§ **WHAT THE TASK ASKS**
From the entries that follow, copy exactly the lines beginning at the line holding "the front lawn" and continuing through the line holding "of the neighboring".

§ **MATERIAL PROVIDED**
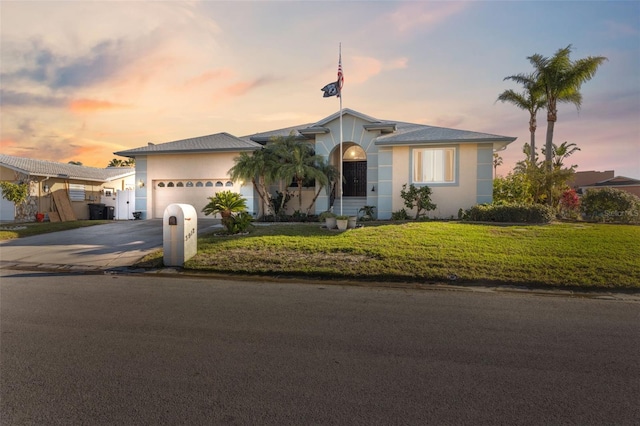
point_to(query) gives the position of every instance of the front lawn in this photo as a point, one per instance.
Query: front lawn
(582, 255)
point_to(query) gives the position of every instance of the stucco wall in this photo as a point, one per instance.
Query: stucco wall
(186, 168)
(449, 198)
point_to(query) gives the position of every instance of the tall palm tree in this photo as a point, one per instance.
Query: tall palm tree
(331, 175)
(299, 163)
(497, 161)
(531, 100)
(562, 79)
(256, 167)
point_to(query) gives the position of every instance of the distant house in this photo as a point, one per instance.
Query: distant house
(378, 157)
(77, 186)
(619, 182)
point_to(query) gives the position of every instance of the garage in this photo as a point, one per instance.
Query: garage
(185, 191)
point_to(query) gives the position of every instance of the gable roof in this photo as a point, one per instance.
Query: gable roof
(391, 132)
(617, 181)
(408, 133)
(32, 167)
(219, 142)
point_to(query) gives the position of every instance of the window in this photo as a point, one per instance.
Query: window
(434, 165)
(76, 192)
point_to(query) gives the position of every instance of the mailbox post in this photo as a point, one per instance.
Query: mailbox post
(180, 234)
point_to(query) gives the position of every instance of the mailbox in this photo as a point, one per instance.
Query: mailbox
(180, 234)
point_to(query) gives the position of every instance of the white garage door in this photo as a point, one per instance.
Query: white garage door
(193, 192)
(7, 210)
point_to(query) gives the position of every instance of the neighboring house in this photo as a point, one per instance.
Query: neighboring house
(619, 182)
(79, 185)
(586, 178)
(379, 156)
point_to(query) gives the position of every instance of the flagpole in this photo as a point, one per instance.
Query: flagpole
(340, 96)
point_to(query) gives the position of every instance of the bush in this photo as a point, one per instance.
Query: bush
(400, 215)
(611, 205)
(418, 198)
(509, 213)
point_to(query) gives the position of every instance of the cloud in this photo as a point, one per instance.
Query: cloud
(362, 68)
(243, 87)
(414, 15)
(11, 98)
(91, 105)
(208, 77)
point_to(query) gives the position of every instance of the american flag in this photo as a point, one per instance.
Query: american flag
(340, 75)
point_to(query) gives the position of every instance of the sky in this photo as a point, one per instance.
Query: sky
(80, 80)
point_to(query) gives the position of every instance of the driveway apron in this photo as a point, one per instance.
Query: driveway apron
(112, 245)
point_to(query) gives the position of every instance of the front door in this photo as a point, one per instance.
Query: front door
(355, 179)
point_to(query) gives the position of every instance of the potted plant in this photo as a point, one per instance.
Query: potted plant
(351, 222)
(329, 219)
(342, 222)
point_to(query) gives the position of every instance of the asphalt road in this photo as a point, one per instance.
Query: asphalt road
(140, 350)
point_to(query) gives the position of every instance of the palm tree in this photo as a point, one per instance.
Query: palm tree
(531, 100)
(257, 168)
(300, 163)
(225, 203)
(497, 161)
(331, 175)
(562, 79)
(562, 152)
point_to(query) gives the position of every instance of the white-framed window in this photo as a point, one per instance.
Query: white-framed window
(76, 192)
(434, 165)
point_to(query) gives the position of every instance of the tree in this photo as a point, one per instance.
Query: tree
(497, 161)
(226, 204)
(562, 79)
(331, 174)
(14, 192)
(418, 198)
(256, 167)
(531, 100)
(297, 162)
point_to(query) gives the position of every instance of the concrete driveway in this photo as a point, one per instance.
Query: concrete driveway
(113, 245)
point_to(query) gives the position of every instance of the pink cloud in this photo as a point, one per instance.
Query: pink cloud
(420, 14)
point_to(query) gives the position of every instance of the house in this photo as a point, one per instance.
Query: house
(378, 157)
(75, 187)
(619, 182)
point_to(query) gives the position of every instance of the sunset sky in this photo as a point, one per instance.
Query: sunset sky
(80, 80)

* * *

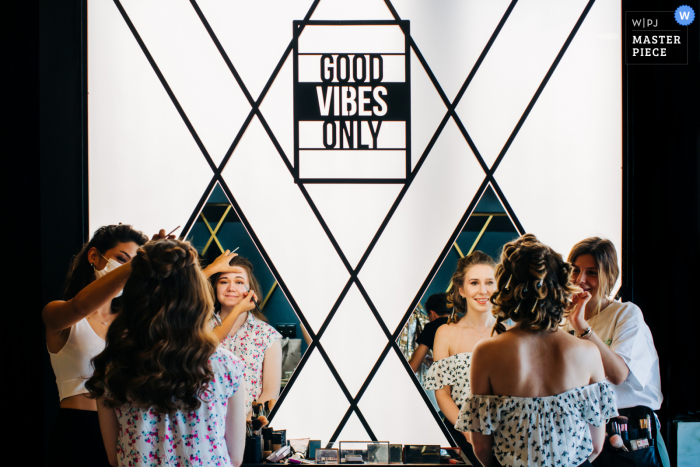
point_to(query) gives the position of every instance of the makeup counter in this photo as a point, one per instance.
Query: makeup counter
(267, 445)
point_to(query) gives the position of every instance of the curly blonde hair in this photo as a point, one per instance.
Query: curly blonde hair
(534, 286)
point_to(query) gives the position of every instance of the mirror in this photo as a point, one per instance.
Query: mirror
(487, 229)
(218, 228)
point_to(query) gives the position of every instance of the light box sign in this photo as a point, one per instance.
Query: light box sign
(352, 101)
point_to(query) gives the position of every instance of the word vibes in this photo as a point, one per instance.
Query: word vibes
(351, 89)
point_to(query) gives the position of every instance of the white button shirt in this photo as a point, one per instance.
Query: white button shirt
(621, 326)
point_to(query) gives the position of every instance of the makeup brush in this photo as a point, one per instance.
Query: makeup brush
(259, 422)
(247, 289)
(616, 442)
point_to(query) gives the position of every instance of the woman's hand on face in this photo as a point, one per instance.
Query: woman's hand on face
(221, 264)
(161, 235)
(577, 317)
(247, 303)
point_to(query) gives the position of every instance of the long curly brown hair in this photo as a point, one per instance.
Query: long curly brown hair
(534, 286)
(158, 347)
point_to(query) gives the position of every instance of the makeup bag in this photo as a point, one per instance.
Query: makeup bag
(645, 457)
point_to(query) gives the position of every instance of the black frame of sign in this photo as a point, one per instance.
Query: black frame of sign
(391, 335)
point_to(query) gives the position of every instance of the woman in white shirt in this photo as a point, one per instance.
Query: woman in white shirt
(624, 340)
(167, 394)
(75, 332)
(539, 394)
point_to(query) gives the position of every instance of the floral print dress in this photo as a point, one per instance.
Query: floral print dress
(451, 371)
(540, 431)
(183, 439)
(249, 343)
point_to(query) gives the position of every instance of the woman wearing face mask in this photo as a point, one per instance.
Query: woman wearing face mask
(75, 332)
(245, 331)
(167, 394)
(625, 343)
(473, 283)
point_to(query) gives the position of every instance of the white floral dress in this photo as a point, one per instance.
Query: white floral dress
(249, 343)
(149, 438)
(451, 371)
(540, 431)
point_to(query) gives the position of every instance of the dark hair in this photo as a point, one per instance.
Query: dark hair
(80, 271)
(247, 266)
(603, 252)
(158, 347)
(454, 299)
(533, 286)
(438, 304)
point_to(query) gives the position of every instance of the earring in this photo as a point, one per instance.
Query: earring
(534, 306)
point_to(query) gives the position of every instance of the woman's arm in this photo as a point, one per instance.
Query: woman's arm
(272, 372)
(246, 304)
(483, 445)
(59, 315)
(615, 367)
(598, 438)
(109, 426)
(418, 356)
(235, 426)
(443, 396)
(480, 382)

--

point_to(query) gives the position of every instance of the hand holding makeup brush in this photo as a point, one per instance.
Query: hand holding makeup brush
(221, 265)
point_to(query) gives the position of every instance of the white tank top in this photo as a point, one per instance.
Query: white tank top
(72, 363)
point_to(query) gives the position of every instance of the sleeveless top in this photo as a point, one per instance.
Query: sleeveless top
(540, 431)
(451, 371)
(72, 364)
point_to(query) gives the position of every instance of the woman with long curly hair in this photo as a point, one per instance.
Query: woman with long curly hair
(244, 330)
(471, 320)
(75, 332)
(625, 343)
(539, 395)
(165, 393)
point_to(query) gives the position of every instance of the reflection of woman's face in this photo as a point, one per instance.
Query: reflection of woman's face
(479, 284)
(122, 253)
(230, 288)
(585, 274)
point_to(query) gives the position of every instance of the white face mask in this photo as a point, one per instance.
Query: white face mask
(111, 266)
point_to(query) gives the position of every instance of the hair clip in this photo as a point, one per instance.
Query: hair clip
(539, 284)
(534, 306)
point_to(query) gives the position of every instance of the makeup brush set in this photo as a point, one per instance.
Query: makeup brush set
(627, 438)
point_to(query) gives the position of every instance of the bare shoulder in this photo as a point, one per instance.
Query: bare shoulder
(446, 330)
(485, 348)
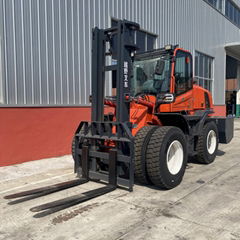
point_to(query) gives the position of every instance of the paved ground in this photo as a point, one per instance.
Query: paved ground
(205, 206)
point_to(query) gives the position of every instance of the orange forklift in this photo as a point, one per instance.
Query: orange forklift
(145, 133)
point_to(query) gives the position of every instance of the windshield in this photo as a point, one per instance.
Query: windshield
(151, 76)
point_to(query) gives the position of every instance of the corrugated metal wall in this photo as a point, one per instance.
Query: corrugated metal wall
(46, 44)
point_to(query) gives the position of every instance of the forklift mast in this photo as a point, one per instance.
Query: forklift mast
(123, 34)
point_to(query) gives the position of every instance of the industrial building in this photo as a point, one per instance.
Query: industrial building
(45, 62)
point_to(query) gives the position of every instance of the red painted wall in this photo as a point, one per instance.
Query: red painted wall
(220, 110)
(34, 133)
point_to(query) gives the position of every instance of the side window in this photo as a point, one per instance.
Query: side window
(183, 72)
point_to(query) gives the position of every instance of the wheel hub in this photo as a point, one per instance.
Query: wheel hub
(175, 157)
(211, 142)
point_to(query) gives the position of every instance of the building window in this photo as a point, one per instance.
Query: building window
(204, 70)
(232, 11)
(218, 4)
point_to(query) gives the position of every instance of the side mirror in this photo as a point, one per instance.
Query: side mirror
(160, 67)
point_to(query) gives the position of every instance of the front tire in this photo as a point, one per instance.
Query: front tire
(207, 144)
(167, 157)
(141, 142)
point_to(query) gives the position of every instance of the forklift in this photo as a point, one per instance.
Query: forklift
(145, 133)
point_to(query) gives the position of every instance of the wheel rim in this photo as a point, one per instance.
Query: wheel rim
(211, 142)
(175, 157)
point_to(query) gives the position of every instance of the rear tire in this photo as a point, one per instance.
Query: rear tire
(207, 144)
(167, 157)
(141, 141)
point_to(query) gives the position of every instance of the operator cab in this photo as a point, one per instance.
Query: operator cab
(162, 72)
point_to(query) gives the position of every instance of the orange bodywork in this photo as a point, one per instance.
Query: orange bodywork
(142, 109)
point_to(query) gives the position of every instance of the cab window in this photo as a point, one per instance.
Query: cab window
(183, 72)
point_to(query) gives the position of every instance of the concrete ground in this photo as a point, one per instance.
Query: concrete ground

§ **COMPLETED EXERCISE**
point_to(query) gives the position of every instance of the front lawn in this photo as a point, one per instance.
Query: front lawn
(582, 255)
point_to(query) gives the position of every instance of the stucco wall in this photo as a point, one per instance.
Query: stucco wall
(186, 168)
(449, 198)
point_to(query) gives the position of every instance of the tall palm tree in this photo as a point, one per instance.
Query: tall palm tree
(331, 175)
(299, 163)
(497, 161)
(531, 100)
(562, 79)
(256, 167)
point_to(query) gives the position of every instance of the distant house in this photo as a point, one per instance.
Query: distant house
(378, 157)
(77, 186)
(619, 182)
point_to(query) gives the position of every instance of the garage in this photo as a point, one per instance.
Query: garage
(185, 191)
point_to(query) gives the position of every instance of the gable roof in this photo as a point, one per instance.
Query: gable roof
(391, 132)
(617, 181)
(408, 133)
(32, 167)
(219, 142)
point_to(query) gives the position of every instance of the window in this photo as a point, one per instance.
Query: window
(434, 165)
(76, 192)
point_to(query) gives the position of every instance of the mailbox post in this photo as a point, one per instance.
Query: mailbox post
(180, 234)
point_to(query) gives the position of every instance of the mailbox in this photo as a point, one per instance.
Query: mailbox
(180, 234)
point_to(query) gives the position of every instance of the white garage door in this photo as a point, one per instance.
Query: white garage door
(193, 192)
(7, 210)
point_to(query) gives the position of every instance of the neighboring house in this photo as a point, one per instance.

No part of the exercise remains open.